DOCUMENT SOURCE:
Faire, défaire … et entrer en bourse…
Un coup d'oeil lucide sur les marchés financiers en cette fin d'automne
Par Dominique Jacquet
L’actualité de ce mois de novembre est assez chargée en commençant par des scissions d’entreprises.
Johnson & Johnson se sépare de l’activité grand public, ce qui n’est que la continuation d’un processus déjà mis en œuvre par les grands firmes pharmaceutiques.
Plus frappante est la scission du prestigieux conglomérat General Electric, longtemps le dernier survivant de la liste initiale du Dow Jones Industrial Average à laquelle il a appartenu pendant 111 ans. Les conglomérats n’ont la cote ni auprès des théoriciens de la finance, ni auprès des investisseurs qui les punissent par une décote pouvant atteindre 30%. Rappelons-nous que ces conglomérats avaient fait la fortune des banques d’affaires dans les années ‘70s avant que leur gigantisme et l’inefficacité de certains ne servent de justification à la déréglementation des marchés et à l’émergence du market for corporate control dans les années ‘80s. Faire et défaire…
Au chapitre des mises en bourse, notons l’arrivée de Rivian, société du secteur automobile (véhicules électriques), proposée à $78 par action et qui vaut $130 après 3 jours de cotation, soit une capitalisation boursière de 127 milliards de dollars, 10 milliards de plus que GE précédemment citée. Pas mal pour une entreprise qui n’a pas encore vendu un véhicule… En comparaison, Volvo Cars vient d’entrer à la Bourse de Stockholm avec une valorisation de 25 milliards de dollars, vendant 381 000 véhicules au premier semestre avec une marge d’exploitation de 9,4% et un engagement très marqué pour le véhicule électrique. Ce rapport de 5 à 1 me rappelle les propos de deux investisseurs en Capital-Risque que j’avais invités dans mon cours de Financial Management for High Tech firms en MBA à l’université d’Ottawa en 1999 : ne faites pas de chiffre d’affaires avant d’aller voir les investisseurs, car vous ne pourrez plus les faire rêver ! Heureusement, il y a eu l’an 2000 et la finance s’est largement professionnalisée depuis lors.

EXTRAIT DE DONNÉES:
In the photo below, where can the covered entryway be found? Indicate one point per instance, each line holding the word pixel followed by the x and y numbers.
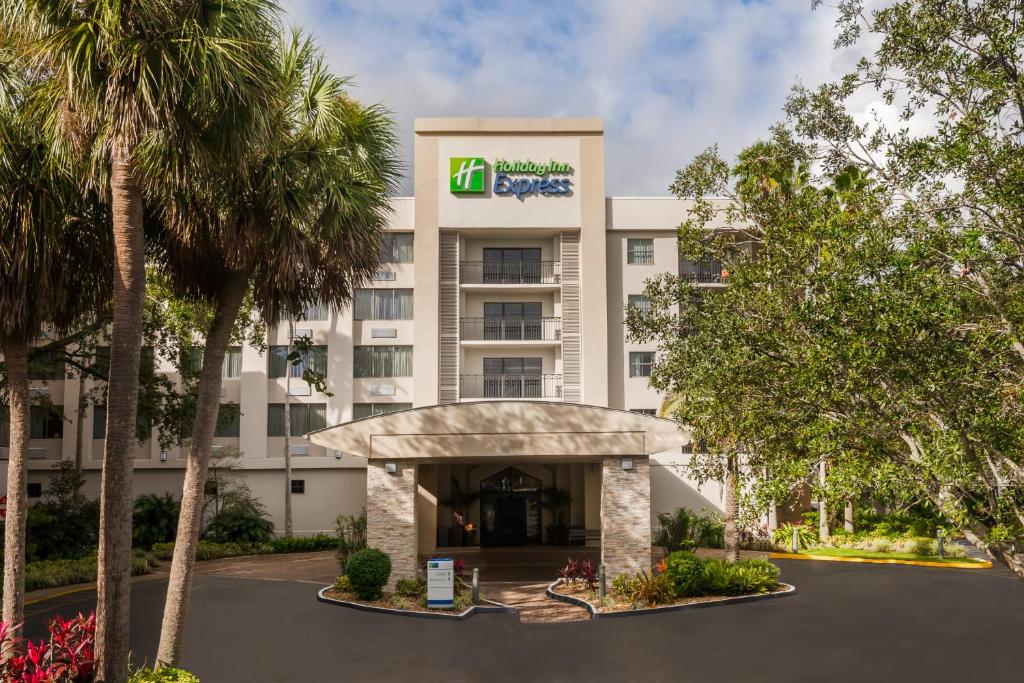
pixel 478 464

SÉRIE DE TÂCHES:
A. Reformulez plus brièvement le paragraphe du document source qui commence par « Plus frappante est la scission », en conservant ses faits essentiels.
B. Recopiez à l'identique tout le passage du document source, depuis « Faire, défaire … » jusqu'à « grands firmes pharmaceutiques. ».
Ce matériel provient d'une source indépendante du document source.

RÉPONSES PAR TÂCHE:
A. General Electric, conglomérat prestigieux, se scinde. Il a appartenu pendant 111 ans au Dow Jones Industrial Average et a longtemps été le dernier survivant de sa liste initiale. Les conglomérats sont mal vus des théoriciens de la finance comme des investisseurs, qui leur imposent une décote pouvant atteindre 30 %. Ils avaient fait la fortune des banques d'affaires dans les années 70. Par la suite, leur gigantisme et l'inefficacité de certains ont justifié la déréglementation des marchés et l'émergence du market for corporate control dans les années 80.

B.
Faire, défaire … et entrer en bourse…
Un coup d'oeil lucide sur les marchés financiers en cette fin d'automne
Par Dominique Jacquet
L’actualité de ce mois de novembre est assez chargée en commençant par des scissions d’entreprises.
Johnson & Johnson se sépare de l’activité grand public, ce qui n’est que la continuation d’un processus déjà mis en œuvre par les grands firmes pharmaceutiques.